▶ _Short task_: The data follows this line. Copy verbatim the line with "Teacher note to the class: pick out the terracotta" and each line after it to the end.

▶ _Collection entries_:
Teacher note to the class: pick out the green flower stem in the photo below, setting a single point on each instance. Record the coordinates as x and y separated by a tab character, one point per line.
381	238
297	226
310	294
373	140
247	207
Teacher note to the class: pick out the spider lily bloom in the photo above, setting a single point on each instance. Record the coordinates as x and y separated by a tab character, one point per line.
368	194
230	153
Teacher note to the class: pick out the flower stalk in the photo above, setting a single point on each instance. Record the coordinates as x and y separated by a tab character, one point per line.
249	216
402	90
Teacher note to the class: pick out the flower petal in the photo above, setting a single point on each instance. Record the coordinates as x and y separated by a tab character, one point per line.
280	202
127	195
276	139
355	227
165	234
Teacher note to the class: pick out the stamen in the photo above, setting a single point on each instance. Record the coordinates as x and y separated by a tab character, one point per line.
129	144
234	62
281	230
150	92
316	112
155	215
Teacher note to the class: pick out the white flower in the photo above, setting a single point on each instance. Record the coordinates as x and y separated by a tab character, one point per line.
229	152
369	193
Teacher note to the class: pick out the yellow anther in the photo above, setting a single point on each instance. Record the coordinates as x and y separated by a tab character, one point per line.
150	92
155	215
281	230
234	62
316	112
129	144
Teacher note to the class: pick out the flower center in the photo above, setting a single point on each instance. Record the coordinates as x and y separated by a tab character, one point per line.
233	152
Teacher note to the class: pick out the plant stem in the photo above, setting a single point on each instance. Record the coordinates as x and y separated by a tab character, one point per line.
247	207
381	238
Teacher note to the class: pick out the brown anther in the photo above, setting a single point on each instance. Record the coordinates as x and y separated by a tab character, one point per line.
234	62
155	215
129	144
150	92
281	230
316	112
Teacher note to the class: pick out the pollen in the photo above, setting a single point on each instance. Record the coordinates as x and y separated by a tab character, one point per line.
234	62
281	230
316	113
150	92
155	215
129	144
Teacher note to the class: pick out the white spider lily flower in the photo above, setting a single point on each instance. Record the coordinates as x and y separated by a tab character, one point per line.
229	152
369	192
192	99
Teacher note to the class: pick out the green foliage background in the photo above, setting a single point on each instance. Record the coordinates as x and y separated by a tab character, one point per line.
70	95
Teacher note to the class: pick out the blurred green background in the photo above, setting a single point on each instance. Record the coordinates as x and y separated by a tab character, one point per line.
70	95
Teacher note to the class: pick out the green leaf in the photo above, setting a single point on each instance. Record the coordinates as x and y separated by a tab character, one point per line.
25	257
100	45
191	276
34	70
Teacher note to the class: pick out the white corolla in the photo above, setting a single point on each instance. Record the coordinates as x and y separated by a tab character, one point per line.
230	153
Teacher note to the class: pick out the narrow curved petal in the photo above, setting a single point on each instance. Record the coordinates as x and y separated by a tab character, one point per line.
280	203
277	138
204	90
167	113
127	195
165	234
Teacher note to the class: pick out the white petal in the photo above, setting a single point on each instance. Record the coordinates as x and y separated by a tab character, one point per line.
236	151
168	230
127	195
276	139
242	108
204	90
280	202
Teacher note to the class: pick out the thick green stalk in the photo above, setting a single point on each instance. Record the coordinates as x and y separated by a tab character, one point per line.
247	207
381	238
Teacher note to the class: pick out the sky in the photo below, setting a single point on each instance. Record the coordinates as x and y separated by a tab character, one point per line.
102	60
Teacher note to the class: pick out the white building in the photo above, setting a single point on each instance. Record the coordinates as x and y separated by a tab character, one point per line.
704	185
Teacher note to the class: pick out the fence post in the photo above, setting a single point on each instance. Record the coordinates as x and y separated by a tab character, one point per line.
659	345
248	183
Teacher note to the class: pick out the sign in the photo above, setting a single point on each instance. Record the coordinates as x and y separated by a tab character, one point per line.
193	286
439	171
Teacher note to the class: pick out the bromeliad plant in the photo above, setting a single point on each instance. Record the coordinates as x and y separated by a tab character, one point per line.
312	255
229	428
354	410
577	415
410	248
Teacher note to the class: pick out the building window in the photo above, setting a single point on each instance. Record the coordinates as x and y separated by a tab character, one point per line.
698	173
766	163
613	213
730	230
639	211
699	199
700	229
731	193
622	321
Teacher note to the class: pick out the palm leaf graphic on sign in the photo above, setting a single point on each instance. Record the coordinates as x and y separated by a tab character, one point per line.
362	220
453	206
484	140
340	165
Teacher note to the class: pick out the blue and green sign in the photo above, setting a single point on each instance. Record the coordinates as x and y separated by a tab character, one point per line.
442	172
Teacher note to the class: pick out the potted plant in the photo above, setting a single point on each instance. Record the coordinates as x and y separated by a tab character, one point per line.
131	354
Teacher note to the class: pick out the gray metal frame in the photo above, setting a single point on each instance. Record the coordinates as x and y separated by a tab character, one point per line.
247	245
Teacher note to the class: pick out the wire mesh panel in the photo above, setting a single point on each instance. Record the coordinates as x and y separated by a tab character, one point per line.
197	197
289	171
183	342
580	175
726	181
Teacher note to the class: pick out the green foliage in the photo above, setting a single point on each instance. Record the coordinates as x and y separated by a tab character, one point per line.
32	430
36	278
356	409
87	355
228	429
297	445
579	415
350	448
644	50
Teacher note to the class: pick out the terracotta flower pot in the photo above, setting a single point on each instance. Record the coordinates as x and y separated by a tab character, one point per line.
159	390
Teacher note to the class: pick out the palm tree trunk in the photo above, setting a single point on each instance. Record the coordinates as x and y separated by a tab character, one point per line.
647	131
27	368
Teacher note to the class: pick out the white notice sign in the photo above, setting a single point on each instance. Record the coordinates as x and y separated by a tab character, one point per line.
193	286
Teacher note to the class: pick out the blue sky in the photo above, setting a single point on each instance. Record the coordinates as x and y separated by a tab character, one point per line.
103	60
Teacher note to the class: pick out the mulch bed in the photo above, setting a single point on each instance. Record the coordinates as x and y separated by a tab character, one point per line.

▶ _Exercise solution_:
Teacher note to the class: pick out the terracotta flower pot in the photo above, setting a single point on each instance. Record the coordinates as x and y separated by a tab character, one point per line.
159	390
Teacher note to the class: pick out the palm tree trunk in the photo above, setting a single point on each instance. Record the coordinates as x and y separated by a tab character, one point per line.
647	131
27	368
Teacher note to the class: pick out the white notice sign in the photo above, setting a single point on each instance. Record the coordinates as x and y separated by a tab character, one point per line.
193	286
Teacher note to the class: pick out the blue sky in the photo above, setting a single point on each instance. Record the coordinates as x and y separated by a tab character, one point per line.
103	60
Teacher note to the class: pick out the mulch bed in the photo above, setting a single point on each instance. Record the coordinates as x and y separated by a tab character, one point per line.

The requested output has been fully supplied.